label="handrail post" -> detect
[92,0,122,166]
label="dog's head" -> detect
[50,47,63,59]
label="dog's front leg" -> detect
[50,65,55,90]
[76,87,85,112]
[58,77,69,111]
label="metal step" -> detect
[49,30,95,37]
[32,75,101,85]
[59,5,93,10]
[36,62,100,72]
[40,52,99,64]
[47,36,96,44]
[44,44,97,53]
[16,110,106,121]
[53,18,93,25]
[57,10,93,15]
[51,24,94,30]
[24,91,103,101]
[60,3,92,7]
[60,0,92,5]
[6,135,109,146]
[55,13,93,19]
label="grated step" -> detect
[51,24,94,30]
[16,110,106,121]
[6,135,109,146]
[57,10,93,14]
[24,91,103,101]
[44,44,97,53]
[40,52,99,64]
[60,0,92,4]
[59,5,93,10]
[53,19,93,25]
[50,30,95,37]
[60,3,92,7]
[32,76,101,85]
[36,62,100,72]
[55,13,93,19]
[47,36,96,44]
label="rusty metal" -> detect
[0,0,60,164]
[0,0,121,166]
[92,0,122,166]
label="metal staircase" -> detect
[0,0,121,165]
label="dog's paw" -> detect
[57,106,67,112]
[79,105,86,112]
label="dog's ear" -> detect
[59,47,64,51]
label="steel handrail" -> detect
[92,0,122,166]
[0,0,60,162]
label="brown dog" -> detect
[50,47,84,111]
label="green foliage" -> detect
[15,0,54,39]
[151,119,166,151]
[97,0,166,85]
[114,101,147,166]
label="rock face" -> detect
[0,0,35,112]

◆ **SET PROBLEM**: Put every line of the items above into a Markdown table with the columns Row and Line. Number the rows in order and leave out any blank lines.

◆ **THE COMPLETED TASK**:
| Row | Line |
|---|---|
| 1 | label="handrail post" -> detect |
| 2 | [92,0,122,166] |
| 3 | label="dog's head" -> detect |
| 4 | [50,47,63,59] |
| 5 | label="dog's front leg" -> detect |
| 6 | [50,65,55,90] |
| 7 | [76,87,85,112] |
| 8 | [58,77,69,111] |
| 9 | label="metal step" -> detect |
| 10 | [49,30,95,37] |
| 11 | [32,75,101,85] |
| 12 | [59,5,93,10] |
| 13 | [36,62,100,72] |
| 14 | [40,52,99,64] |
| 15 | [47,36,96,44] |
| 16 | [44,44,97,53] |
| 17 | [16,110,106,121] |
| 18 | [53,18,93,25] |
| 19 | [57,10,93,15] |
| 20 | [51,24,94,30] |
| 21 | [24,91,103,101] |
| 22 | [60,3,92,7] |
| 23 | [60,0,92,5] |
| 24 | [6,135,109,146] |
| 25 | [55,13,93,19] |
| 26 | label="grated step" -> detect |
| 27 | [51,24,94,30] |
| 28 | [16,110,106,121] |
| 29 | [6,135,109,146] |
| 30 | [57,10,93,14] |
| 31 | [24,91,103,101] |
| 32 | [44,44,97,53] |
| 33 | [40,52,99,64] |
| 34 | [60,0,92,4] |
| 35 | [59,5,93,10] |
| 36 | [53,19,93,25] |
| 37 | [50,30,95,37] |
| 38 | [60,3,92,7] |
| 39 | [32,76,101,85] |
| 40 | [36,62,100,72] |
| 41 | [55,13,93,19] |
| 42 | [47,36,96,44] |
| 43 | label="rusty metal" -> detect |
| 44 | [0,0,60,164] |
| 45 | [0,0,121,166] |
| 46 | [92,0,122,166] |
| 47 | label="metal staircase" -> detect |
| 48 | [0,0,121,165] |
| 49 | label="dog's paw" -> detect |
| 50 | [57,106,67,112] |
| 51 | [79,105,86,112] |
| 52 | label="dog's ear" -> detect |
| 53 | [59,47,64,51] |
| 54 | label="steel handrail" -> detect |
| 55 | [92,0,122,166] |
| 56 | [0,0,60,162] |
| 57 | label="brown dog" -> detect |
| 58 | [50,47,84,111] |
| 59 | label="green foliage" -> detect |
| 60 | [15,0,54,39] |
| 61 | [151,119,166,151] |
| 62 | [97,0,166,85] |
| 63 | [114,101,147,166] |
| 64 | label="rock face" -> detect |
| 65 | [0,0,35,112] |